Exercise aim
Write the data out again, matching every line exactly.

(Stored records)

-- Opening Marker --

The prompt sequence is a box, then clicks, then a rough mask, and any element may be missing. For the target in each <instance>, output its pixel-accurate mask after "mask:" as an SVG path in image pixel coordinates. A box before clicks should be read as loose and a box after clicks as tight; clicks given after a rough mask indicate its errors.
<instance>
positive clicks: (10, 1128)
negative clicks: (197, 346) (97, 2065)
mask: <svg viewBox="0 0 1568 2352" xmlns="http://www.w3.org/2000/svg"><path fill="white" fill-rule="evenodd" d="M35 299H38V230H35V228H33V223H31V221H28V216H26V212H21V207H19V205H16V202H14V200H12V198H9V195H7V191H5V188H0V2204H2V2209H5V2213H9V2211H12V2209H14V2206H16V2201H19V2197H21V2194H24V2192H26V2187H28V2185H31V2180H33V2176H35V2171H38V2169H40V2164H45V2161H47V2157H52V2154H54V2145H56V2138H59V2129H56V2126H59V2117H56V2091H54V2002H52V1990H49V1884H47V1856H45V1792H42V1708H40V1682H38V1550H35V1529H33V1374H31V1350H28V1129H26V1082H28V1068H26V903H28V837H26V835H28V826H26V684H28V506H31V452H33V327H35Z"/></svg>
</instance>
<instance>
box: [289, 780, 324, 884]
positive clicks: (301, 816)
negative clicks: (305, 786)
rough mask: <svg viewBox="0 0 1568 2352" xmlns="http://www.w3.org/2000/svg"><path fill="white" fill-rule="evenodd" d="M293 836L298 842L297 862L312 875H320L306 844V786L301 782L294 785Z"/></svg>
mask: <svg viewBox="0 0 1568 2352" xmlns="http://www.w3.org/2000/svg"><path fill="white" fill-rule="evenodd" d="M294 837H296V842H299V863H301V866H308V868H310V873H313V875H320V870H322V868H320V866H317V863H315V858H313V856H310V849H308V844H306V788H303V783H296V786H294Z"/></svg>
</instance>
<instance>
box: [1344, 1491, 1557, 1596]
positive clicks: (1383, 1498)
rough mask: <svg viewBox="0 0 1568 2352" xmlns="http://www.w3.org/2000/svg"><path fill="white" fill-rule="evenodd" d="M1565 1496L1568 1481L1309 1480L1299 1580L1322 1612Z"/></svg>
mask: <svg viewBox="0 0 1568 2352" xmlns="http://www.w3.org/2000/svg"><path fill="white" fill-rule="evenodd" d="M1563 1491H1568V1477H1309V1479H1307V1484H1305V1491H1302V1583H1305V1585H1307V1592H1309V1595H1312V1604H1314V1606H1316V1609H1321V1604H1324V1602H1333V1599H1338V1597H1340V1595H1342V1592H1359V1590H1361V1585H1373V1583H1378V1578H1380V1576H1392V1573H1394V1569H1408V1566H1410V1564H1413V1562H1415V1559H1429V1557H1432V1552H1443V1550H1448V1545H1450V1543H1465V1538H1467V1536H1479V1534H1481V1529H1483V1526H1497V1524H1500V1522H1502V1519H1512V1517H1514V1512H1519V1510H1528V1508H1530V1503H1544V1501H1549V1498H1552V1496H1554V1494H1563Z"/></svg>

-- Closing Marker --

Solution for this problem
The prompt sequence is a box, then clicks, then a rough mask, and any element may be missing. For the target in each <instance>, output its pixel-accurate mask after "mask:" as an SVG path in image pixel coordinates. A box before clicks should be read as loose and a box after clicks as tight; clicks given after a rough mask indicate its errors.
<instance>
positive clicks: (10, 1128)
negative clicks: (197, 346) (97, 2065)
mask: <svg viewBox="0 0 1568 2352" xmlns="http://www.w3.org/2000/svg"><path fill="white" fill-rule="evenodd" d="M35 299H38V230H35V228H33V223H31V221H28V216H26V212H21V207H19V205H16V202H14V200H12V198H9V195H7V191H5V188H0V2204H2V2209H5V2213H9V2211H12V2209H14V2206H16V2201H19V2197H21V2194H24V2192H26V2187H28V2185H31V2180H33V2176H35V2171H38V2169H40V2164H45V2161H47V2157H52V2154H54V2145H56V2138H59V2129H56V2126H59V2117H56V2091H54V2002H52V1990H49V1884H47V1856H45V1792H42V1708H40V1682H38V1550H35V1529H33V1374H31V1350H28V1129H26V1082H28V1068H26V903H28V837H26V835H28V826H26V684H28V506H31V452H33V327H35Z"/></svg>
</instance>
<instance>
box: [289, 780, 324, 884]
positive clicks: (301, 816)
negative clicks: (305, 786)
rough mask: <svg viewBox="0 0 1568 2352" xmlns="http://www.w3.org/2000/svg"><path fill="white" fill-rule="evenodd" d="M293 836L298 842L297 862L312 875H320L306 844V786L301 782L294 785Z"/></svg>
mask: <svg viewBox="0 0 1568 2352" xmlns="http://www.w3.org/2000/svg"><path fill="white" fill-rule="evenodd" d="M294 837H296V842H299V863H301V866H308V868H310V873H313V875H320V870H322V868H320V866H317V863H315V858H313V856H310V849H308V844H306V788H303V783H296V786H294Z"/></svg>
</instance>
<instance>
box: [1344, 1491, 1557, 1596]
positive clicks: (1383, 1498)
rough mask: <svg viewBox="0 0 1568 2352" xmlns="http://www.w3.org/2000/svg"><path fill="white" fill-rule="evenodd" d="M1565 1496L1568 1481L1309 1480L1299 1580L1322 1612Z"/></svg>
mask: <svg viewBox="0 0 1568 2352" xmlns="http://www.w3.org/2000/svg"><path fill="white" fill-rule="evenodd" d="M1563 1491H1568V1477H1309V1479H1307V1484H1305V1491H1302V1583H1305V1585H1307V1592H1309V1595H1312V1604H1314V1606H1316V1609H1321V1604H1324V1602H1333V1599H1338V1597H1340V1595H1342V1592H1359V1590H1361V1585H1373V1583H1378V1578H1380V1576H1392V1573H1394V1569H1408V1566H1410V1564H1413V1562H1415V1559H1429V1557H1432V1552H1443V1550H1448V1545H1450V1543H1465V1538H1467V1536H1479V1534H1481V1529H1483V1526H1497V1524H1500V1522H1502V1519H1512V1517H1514V1512H1519V1510H1528V1508H1530V1503H1544V1501H1549V1498H1552V1496H1554V1494H1563Z"/></svg>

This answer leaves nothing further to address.